Excerpt to read ▸
--- --- ---
When President Reagan cut tax rates and reduced regulation to increase incentives for entrepreneurs to work, save and invest to raise economic production and create more jobs, Barbara Boxer called the president’s successful supply-side approach to economic recovery “trickle-down economics” and accused him of cravenly playing on the misfortune of hardworking Americans to reward undeserving rich people. Today, she effuses over Obama’s demand-side, trickle-down-debt strategy based on astronomical bailouts to banks, insurance companies, and big businesses that would fail without government subsidies. I call that corporate welfare in the name of the general welfare. 

The same day the President laid out Obamanomics to the nation, Fed Chairman Ben Bernanke in testimony before the Senate Banking Committee tried to reassure the American public that the United States was going to get only a little bit pregnant when it crawls into bed with the big financial institutions and “partially” nationalizes them. Uncle Sam, Bernanke insisted, will not nationalize those banks; just provide them a little financial stimulation. It wasn’t a week before the federal government nationalized Citi by acquiring 37 percent of its common stock. So much for respect in the morning.

Watching the Obama Administration and the Bernanke Fed in action is reminiscent of a scene half way through Ayn Rand’s epic novel Atlas Shrugged when the government bureaucrat in charge of the Federal Bureau of Economic Planning proclaims, “Production is not a private choice, but a public duty. They have no right to fail, no matter what conditions happen to come up. They’ve got to go on producing. It’s a social imperative.”

Politicians and their cronies in the Financial Establishment ensure public acquiescence to endless bailouts by creating night terrors among the people of “systemic risk” that could bring total financial collapse, much as a kidnapper instills terror in the parents of what could happen to the child he holds hostage if they don’t pay up. So even though polls and markets reveal a complete lack of public confidence in government’s ability to fix the banking problem, people are afraid to stop the government from continuing its destructive policies.

When people lose confidence in capitalism they turn to fascism, which it precisely what is occurring before our eyes. In Chairman Bernanke’s testimony before Congress, he said the government has ways other than “nationalization” to control financial institutions, and he rejected the medical metaphor used earlier by Treasury Secretary Timothy Geithner when he announced the stress tests for banks. Bernanke made it clear (and Geithner later confirmed) that the Treasury Secretary’s stress test for banks is not really analogous to the strenuous test for heart disease doctors administer; it is more like a means test for welfare applied by social workers. Both Geithner and Bernanke insist it isn’t a matter of whether banks pass or fail the stress tests. Rather, the assessment is intended to determine how big a bailout they are going to get from Uncle Sam.
--- --- ---
Data excerpts ▸
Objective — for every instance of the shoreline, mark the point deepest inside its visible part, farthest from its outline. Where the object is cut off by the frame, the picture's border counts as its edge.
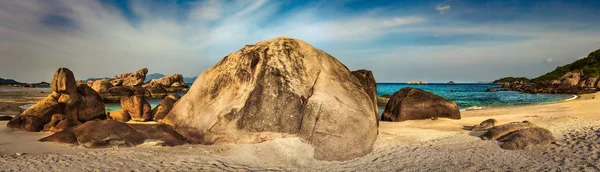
(408, 145)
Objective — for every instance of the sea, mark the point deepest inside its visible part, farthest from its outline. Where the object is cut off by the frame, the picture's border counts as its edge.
(471, 96)
(468, 96)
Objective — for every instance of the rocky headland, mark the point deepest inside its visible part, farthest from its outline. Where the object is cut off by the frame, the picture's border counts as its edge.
(579, 77)
(132, 84)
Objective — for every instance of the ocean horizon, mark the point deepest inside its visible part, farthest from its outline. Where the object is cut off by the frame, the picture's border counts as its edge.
(468, 96)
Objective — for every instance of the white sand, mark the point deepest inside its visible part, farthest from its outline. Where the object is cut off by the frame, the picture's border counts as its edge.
(423, 145)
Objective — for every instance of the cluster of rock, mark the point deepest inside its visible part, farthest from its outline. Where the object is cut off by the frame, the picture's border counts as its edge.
(76, 102)
(575, 82)
(137, 108)
(277, 88)
(109, 133)
(132, 84)
(516, 135)
(412, 103)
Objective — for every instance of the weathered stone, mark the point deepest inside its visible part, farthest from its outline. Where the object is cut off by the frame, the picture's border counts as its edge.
(91, 106)
(501, 130)
(527, 139)
(110, 133)
(165, 106)
(5, 118)
(367, 80)
(119, 115)
(137, 107)
(485, 125)
(162, 133)
(412, 103)
(157, 91)
(382, 101)
(282, 86)
(64, 82)
(41, 111)
(102, 86)
(120, 91)
(133, 79)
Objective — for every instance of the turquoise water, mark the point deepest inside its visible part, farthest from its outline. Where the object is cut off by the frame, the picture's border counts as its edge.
(475, 96)
(467, 96)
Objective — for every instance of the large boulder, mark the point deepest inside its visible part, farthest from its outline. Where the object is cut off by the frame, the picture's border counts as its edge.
(64, 82)
(119, 115)
(412, 103)
(137, 107)
(570, 79)
(165, 106)
(498, 131)
(59, 123)
(91, 105)
(34, 118)
(167, 81)
(77, 102)
(109, 133)
(367, 80)
(131, 79)
(279, 87)
(485, 125)
(527, 139)
(101, 86)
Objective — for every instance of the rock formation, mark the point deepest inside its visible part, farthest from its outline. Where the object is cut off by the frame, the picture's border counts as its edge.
(520, 136)
(527, 139)
(5, 118)
(412, 103)
(77, 102)
(165, 106)
(383, 100)
(137, 107)
(485, 125)
(131, 79)
(367, 80)
(119, 115)
(279, 87)
(109, 133)
(128, 84)
(579, 77)
(499, 131)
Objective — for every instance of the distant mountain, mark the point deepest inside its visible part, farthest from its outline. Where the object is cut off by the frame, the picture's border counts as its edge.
(8, 81)
(511, 80)
(159, 75)
(189, 79)
(93, 79)
(153, 76)
(590, 66)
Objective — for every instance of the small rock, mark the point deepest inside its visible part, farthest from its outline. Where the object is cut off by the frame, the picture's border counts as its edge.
(559, 143)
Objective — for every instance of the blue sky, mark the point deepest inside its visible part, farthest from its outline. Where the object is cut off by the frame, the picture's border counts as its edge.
(435, 41)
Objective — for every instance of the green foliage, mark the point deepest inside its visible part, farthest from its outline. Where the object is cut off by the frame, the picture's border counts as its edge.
(512, 79)
(591, 71)
(590, 66)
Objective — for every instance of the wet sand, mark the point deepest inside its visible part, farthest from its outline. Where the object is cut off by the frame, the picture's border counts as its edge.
(424, 145)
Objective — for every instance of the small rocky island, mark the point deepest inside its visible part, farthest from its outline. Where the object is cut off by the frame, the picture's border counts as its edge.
(128, 84)
(579, 77)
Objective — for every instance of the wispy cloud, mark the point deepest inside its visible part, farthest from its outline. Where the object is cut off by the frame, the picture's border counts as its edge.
(442, 8)
(95, 39)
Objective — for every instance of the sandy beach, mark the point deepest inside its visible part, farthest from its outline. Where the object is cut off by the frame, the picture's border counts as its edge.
(422, 145)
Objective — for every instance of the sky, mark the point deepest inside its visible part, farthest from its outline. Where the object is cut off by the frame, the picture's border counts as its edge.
(434, 41)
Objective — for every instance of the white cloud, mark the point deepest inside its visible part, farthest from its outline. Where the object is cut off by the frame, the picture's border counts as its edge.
(442, 9)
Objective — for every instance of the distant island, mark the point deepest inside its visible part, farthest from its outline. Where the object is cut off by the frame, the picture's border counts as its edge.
(578, 77)
(417, 82)
(159, 75)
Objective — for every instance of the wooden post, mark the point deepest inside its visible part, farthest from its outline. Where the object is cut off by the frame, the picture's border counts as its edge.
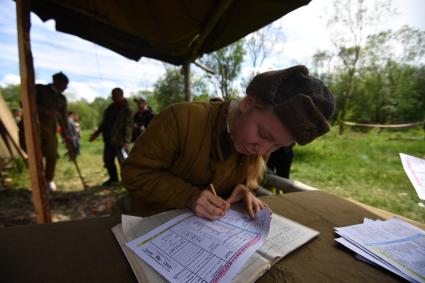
(31, 123)
(187, 82)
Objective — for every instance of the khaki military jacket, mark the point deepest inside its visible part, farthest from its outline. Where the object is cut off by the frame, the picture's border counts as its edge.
(50, 102)
(185, 148)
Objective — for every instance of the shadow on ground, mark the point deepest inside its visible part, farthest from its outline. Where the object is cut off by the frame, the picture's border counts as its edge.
(16, 207)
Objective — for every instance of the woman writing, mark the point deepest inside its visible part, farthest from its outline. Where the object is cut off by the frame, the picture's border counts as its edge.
(189, 146)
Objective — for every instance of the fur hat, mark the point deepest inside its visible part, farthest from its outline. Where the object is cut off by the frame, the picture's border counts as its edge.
(303, 103)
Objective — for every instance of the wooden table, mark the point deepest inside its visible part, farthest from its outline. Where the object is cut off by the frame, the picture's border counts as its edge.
(86, 250)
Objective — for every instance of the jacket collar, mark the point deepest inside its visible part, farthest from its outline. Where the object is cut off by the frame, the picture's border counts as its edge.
(222, 144)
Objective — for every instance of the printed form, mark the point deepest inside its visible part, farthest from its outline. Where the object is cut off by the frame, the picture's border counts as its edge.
(192, 249)
(415, 170)
(393, 244)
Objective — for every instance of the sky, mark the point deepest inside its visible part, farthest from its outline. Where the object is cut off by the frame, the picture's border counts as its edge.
(93, 70)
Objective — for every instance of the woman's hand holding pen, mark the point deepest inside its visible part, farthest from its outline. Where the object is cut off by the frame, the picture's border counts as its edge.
(252, 203)
(207, 204)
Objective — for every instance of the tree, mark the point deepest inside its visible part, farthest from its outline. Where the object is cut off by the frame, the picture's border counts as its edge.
--- --- ---
Exercise objective ▸ Can you extract, word for word, the part of the bailout commentary starting with "When President Reagan" and going on through "the general welfare."?

Answer below ▸
When President Reagan cut tax rates and reduced regulation to increase incentives for entrepreneurs to work, save and invest to raise economic production and create more jobs, Barbara Boxer called the president’s successful supply-side approach to economic recovery “trickle-down economics” and accused him of cravenly playing on the misfortune of hardworking Americans to reward undeserving rich people. Today, she effuses over Obama’s demand-side, trickle-down-debt strategy based on astronomical bailouts to banks, insurance companies, and big businesses that would fail without government subsidies. I call that corporate welfare in the name of the general welfare.